### Set problem:
Extract every record, exactly as written, and ignore the pictures.
......
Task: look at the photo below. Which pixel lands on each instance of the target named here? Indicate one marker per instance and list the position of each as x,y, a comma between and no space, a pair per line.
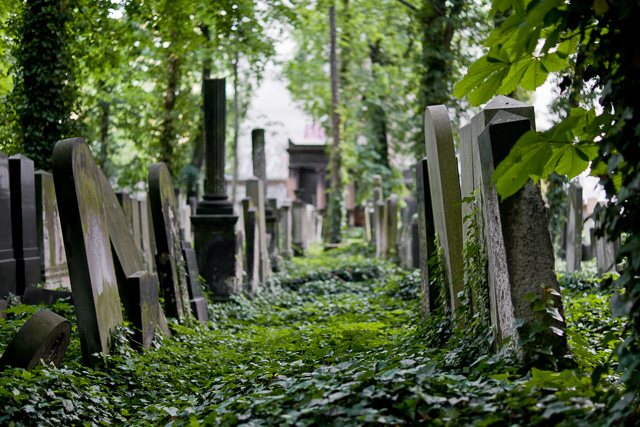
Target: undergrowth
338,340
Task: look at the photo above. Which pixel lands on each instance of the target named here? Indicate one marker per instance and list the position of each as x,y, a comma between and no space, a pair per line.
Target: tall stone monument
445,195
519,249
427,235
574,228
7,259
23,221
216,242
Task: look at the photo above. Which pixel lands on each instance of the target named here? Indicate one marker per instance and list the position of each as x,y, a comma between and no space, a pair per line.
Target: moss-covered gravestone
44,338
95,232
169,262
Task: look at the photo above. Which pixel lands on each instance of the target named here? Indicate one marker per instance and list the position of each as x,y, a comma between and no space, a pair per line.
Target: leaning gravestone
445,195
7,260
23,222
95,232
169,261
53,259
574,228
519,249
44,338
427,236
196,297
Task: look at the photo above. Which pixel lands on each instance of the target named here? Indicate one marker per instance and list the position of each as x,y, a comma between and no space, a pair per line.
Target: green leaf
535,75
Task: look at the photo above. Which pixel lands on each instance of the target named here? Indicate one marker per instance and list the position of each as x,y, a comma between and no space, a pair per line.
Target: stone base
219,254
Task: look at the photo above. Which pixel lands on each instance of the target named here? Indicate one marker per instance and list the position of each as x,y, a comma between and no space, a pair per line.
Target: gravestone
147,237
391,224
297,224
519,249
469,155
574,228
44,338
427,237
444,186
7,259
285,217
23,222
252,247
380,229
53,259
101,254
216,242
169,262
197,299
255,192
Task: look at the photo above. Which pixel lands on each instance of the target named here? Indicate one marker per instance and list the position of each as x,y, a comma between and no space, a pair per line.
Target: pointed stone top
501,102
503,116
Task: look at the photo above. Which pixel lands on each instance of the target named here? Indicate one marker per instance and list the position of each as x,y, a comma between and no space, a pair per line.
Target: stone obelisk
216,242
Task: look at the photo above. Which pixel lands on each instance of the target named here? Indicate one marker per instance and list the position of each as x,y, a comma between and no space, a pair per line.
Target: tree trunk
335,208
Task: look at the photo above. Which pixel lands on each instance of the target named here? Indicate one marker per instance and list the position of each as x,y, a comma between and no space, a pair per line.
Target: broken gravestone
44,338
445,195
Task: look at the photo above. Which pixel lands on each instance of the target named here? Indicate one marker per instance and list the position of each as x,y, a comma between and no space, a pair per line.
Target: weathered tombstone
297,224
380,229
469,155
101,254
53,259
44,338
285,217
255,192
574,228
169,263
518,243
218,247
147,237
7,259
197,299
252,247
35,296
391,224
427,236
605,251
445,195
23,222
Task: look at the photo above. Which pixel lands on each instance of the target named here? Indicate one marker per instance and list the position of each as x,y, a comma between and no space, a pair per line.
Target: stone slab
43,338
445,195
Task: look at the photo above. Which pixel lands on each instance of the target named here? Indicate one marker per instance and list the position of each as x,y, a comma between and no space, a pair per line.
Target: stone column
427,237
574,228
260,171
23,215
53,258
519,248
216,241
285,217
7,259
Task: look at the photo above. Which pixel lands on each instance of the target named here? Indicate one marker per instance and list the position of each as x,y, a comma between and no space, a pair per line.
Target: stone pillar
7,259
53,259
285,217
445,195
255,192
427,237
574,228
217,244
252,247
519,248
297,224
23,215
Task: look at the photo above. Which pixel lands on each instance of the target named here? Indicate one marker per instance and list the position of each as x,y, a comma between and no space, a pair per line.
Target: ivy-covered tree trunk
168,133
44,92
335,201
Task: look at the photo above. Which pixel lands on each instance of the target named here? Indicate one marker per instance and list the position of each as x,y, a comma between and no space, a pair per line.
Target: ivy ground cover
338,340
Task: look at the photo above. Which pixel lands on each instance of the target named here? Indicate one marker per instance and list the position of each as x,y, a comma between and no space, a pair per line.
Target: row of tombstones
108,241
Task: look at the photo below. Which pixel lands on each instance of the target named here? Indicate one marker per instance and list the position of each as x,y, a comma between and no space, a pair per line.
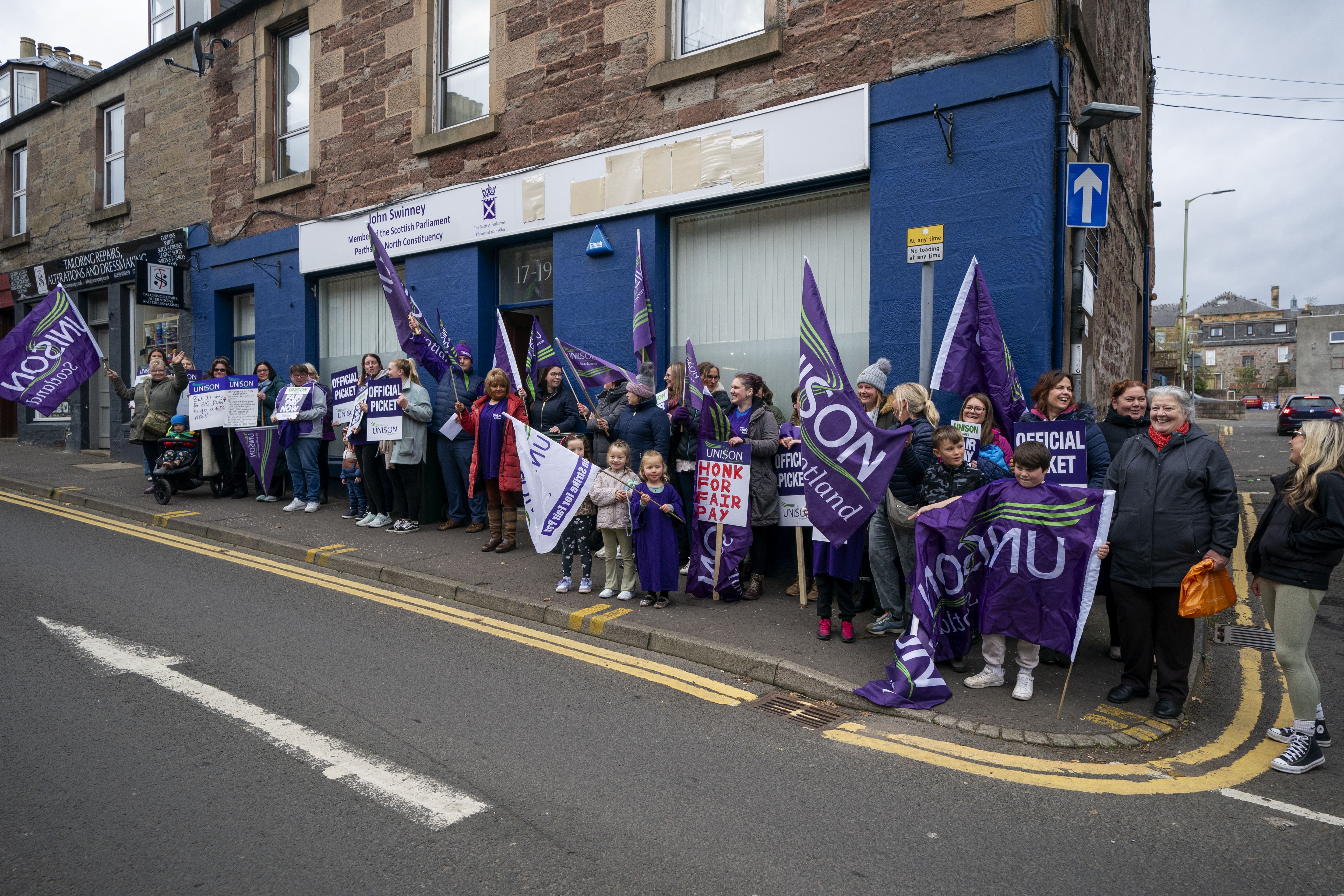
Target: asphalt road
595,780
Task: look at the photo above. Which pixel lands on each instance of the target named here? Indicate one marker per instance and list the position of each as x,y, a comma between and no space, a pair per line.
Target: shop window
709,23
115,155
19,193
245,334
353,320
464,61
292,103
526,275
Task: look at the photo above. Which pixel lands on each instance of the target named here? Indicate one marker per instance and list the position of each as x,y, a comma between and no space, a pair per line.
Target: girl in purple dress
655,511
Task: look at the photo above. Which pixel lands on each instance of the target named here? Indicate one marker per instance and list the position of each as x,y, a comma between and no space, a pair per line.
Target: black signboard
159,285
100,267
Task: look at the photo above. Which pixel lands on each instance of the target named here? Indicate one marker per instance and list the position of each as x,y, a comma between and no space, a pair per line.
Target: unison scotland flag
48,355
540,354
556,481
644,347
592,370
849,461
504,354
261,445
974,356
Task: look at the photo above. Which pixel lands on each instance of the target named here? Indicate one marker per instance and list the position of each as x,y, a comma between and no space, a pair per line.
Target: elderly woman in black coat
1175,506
......
### Problem solution:
Task: look at the photo below. Which pixel lands on each instance of the target named here? Indicate one marker per instance and list the position of each as x,y, a comma between and no space, a pair per line.
Target: undergrowth
338,340
Task: look at the photo above. Which pixel lands on each instance of the target named here? Indicate one marker per instance and list the position of each as x,y, a comma between and no space, a pair per line.
Target: tall stone monument
445,195
519,249
427,235
574,228
7,259
23,221
216,242
Task: look at the photo above. Which pixel lands on each instance of the target named here? Indicate one marker per instance and list the position of each as x,y, a comma between and no space, a pair per line.
Target: moss-covered gravestone
44,338
95,232
169,262
Task: look at the photo above. Which pixel lands on each instance of the target named here? Indicate one marker per instance and list the position of each as x,y, a comma between and no space, a pair per line.
Target: leaning gravestone
445,195
7,260
23,222
95,232
169,261
53,259
574,228
519,249
44,338
427,236
196,297
Task: look at the photo above. Which pixel lands on each instance of the target named here? Indicate one marker per instance and list the position of each as x,y, a comma between and no space, a pair per line.
Target: green leaf
535,75
Task: look at the photo above. Which pixel lands on each instance of the target named here? Indicate one marker per instance and list the position of each as x,y, a comma between and no space, a pair per line.
Target: stone base
219,254
Task: look at the photo above. Which pixel lands on each instance of the target named here? Indicate one marker per instance and list the position of each as x,y, a comma between and no space, a pair per line.
Target: gravestone
147,237
391,224
297,224
519,249
469,155
574,228
44,338
427,237
444,186
7,259
285,217
23,222
252,247
380,229
53,259
101,254
216,242
169,262
197,299
255,192
Task: look at the photo above. Which pixel lands on each instance of the target named here? Indicate one marker per instance and list the position of each as x,y, a comma between and no space, a pair per line.
Target: pointed stone top
501,102
503,116
Task: look at the photo above. Which pixel lands on each instance of the target named here? Indicate one marker per instance and list the position of each as x,y, a comma between and no space, a pair per line.
Target: stone obelisk
216,242
Task: look at the photo above. Which pixel lands on each instance of the target named here? Indicate one marker per instance and list the position of each as x,y, a comma between and no space, a pair per line.
Target: tree trunk
335,208
Task: look at the photo above. Which pixel lands on each instance of the target named here? Indicate one marker per instance and list the position of each as x,y, a comma between and no space, a pair per line.
Target: broken gravestone
44,338
445,195
Task: look at the photo above. Which pixel lands on each instance of the target named here? Indicate one marker per instance and list the position of each as x,y, a comma between and no space, a pair per line.
Target: weathered tombstone
297,224
380,229
469,155
101,254
53,259
44,338
285,217
255,192
574,228
169,263
518,243
218,247
147,237
7,259
197,299
252,247
35,296
391,224
427,236
605,251
445,195
23,222
Task: look at the photo above. Which pixel lands on each instance of the target named here? Indicate one marker per instance and list the position of each as x,y, a comma between and no space, a pair per line.
Target: stone slab
43,338
445,195
Task: look at the photo above. Which pixel lands on each instance of the target named here? Indicate one marker per instance and list the position of each as x,y, a comma between and no space, a pair per line.
Target: stone column
427,237
574,228
260,171
23,215
53,258
519,248
216,241
285,217
7,259
Task: look at the photo above. Which pixel lands on each instance of the target named here? Indicate one marker per instance and list the position of each as x,y, a comma between and no space, a pair per line.
Target: stone pillar
7,259
53,259
285,217
445,195
255,192
427,237
574,228
217,244
252,247
519,248
297,224
23,215
Task: look at the photo above. Which pixel lands on each instance of the target named here? Indicate one marker per instance and list the position of each as x,y, a comma between and no space, a pair per line.
Target: ivy-covered tree trunk
168,133
44,92
335,201
Task: look at the photo above. Which pixel lands on each instance of the target named here? Indicate one marker per instance and list the position of each as x,y, a comma between and no space, a pair per line.
Target: ivy ground cover
338,340
Task: look at the photo above. Which pixel lands on each instance of the target named here? Indicate one marker per instance and list the position of each as x,y, a comma between and no space, a pair per line.
Target: row of tombstones
108,241
Task: look at the photo below. Which pixel lands on each instance of the target named here? Indicate one marker per instance and list the position of each as x,y, a comma between and no space, a pair per line.
Target: asphalt road
595,780
Task: look at the photo above. Which pixel lands on each instance of the target named here? Indicate one marker per instance and list the position of each as x,y, a comma between and no space, a pair per line.
Target: shop window
709,23
115,155
19,193
245,334
353,320
464,61
292,103
526,275
Task: look at the photo above. Which pixel lands on each instance of the target named here? Indicate one marker per instance and list the position of each as x,y, a comma between and no space, a pair per line.
Target: girl in purple dress
655,511
Task: look at the photo above. Which pixel lands on each instance of the target named here? Indicate one marker per instance and list the position of each as x,y, a comma between and no space, a pair per line.
Target: black signboard
159,285
100,267
Task: look at the photo above. Which pixel lands on each instance of the target named here? Indicate one marker per instance and list the position of each as x,y, a comma between and no space, a pair per line.
Target: unison scotland flag
48,355
540,354
556,481
644,347
592,370
849,461
504,354
261,445
974,356
Task: look at the photo above. Which pixel lands on each instance of the target named here? Indicate one marker per instance and list the position of each as x,y, a comma between and no space, a pair per line.
Target: elderly woman in black coat
1175,506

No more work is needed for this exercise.